This is something I would do, but it probably would not be pigs. I would invest it into something that I could sell and get more $ out of. At that point I would take that money and invest in more and turn the money around again. If the economy turns I could still take what I had and use it for our family. A friend has been doing this for years and he started with a couple goats, sold goats and used the money to buy trees, fencing, and supplies for his acreage. Eventually he turned enough to buy cattle and now he is turning those to continue supplimenting his income.


----------



## terri9630 (Mar 12, 2012)

NEfarmgirl said:


> This is something I would do, but it probably would not be pigs. I would invest it into something that I could sell and get more $ out of. At that point I would take that money and invest in more and turn the money around again. If the economy turns I could still take what I had and use it for our family. A friend has been doing this for years and he started with a couple goats, sold goats and used the money to buy trees, fencing, and supplies for his acreage. Eventually he turned enough to buy cattle and now he is turning those to continue supplementing his income.

# WHAT IS NEEDED:
Please write out the forum thread again, starting at the words "## terri9630 (Mar" and ending after "supplementing his income.", and substitute "sheep" for "cattle".

# DATASET ROWS:
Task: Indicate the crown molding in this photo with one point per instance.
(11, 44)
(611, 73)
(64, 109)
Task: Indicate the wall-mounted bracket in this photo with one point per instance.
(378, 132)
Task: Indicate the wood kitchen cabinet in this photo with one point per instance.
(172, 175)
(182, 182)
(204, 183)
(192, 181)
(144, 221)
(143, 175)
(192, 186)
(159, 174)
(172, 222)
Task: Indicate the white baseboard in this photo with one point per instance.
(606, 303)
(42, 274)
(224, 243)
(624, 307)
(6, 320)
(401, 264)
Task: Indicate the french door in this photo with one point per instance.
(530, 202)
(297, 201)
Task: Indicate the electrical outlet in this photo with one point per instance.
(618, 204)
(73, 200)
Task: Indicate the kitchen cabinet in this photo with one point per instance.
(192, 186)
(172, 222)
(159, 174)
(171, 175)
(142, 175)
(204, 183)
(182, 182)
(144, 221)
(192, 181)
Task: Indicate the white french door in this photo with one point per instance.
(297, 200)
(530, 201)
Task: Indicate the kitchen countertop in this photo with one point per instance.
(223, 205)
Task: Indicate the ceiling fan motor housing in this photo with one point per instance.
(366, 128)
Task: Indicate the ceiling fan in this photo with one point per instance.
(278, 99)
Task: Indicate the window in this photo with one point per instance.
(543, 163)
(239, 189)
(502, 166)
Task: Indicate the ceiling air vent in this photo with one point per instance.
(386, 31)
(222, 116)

...

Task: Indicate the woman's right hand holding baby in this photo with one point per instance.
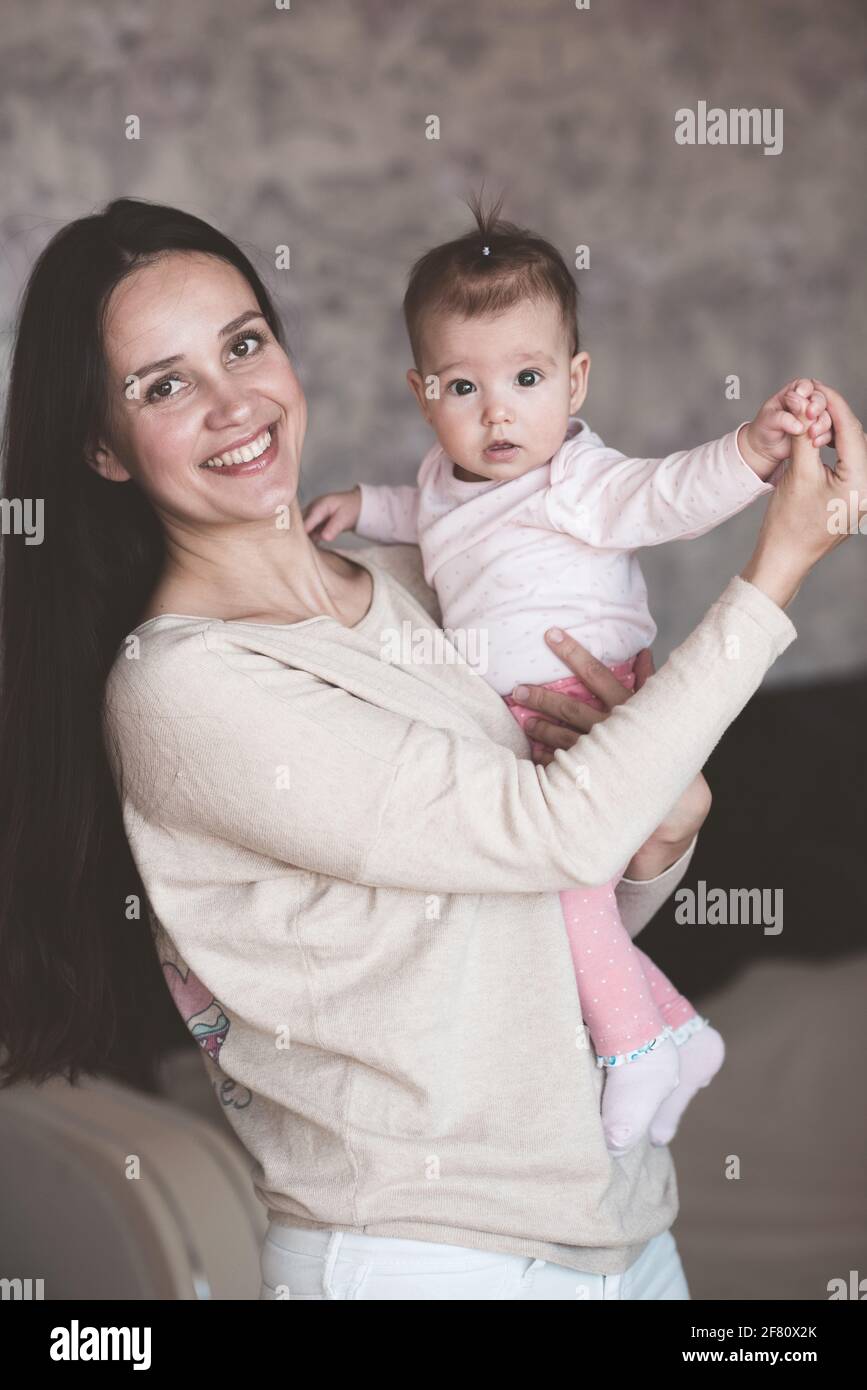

# ANSWER TO THE TASK:
## terri9630 (Mar 12, 2012)

NEfarmgirl said:


> This is something I would do, but it probably would not be pigs. I would invest it into something that I could sell and get more $ out of. At that point I would take that money and invest in more and turn the money around again. If the economy turns I could still take what I had and use it for our family. A friend has been doing this for years and he started with a couple goats, sold goats and used the money to buy trees, fencing, and supplies for his acreage. Eventually he turned enough to buy sheep and now he is turning those to continue supplementing his income.